= WHAT THE TASK ASKS =
Copy the records from the line with "marble countertop -> outline every instance" through the end of the records, swapping "marble countertop" for "granite countertop" and keeping everything else the same.

= SOURCE DATA =

◆ ◆ ◆

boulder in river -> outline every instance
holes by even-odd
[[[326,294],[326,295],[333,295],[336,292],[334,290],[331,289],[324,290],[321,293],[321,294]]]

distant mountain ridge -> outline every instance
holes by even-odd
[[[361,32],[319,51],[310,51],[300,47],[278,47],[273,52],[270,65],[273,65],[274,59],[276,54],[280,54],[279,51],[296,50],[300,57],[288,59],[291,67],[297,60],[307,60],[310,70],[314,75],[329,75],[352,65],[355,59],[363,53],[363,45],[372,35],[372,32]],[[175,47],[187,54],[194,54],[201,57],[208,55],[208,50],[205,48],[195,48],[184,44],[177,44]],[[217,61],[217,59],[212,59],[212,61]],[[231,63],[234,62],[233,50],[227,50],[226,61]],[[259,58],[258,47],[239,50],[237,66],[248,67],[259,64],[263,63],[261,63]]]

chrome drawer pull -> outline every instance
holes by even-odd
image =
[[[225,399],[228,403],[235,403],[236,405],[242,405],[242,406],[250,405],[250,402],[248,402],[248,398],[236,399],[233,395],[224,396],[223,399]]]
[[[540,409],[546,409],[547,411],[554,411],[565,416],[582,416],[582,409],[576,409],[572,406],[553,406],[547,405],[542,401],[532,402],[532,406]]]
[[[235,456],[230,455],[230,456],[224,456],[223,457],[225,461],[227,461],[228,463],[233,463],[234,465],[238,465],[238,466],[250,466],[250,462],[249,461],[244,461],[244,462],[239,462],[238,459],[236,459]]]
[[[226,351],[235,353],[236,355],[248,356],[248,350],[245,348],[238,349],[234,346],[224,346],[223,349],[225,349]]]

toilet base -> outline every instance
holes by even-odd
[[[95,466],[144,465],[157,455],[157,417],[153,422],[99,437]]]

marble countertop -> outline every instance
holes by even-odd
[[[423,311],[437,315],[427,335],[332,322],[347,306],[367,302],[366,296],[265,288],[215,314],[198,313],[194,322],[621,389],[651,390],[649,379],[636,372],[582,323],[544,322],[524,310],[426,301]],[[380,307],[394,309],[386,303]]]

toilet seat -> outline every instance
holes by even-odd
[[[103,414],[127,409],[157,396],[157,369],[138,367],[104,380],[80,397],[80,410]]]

◆ ◆ ◆

= SOLUTION FOR THIS TASK =
granite countertop -> outline every instance
holes by even-odd
[[[423,311],[437,315],[427,335],[332,322],[347,306],[367,302],[366,296],[265,288],[215,314],[198,313],[194,322],[621,389],[651,390],[649,379],[636,372],[582,323],[544,322],[524,310],[426,301]],[[380,307],[394,309],[386,303]]]

toilet seat -> outline every instance
holes by even-odd
[[[103,414],[127,409],[157,396],[157,369],[138,367],[104,380],[80,397],[80,410]]]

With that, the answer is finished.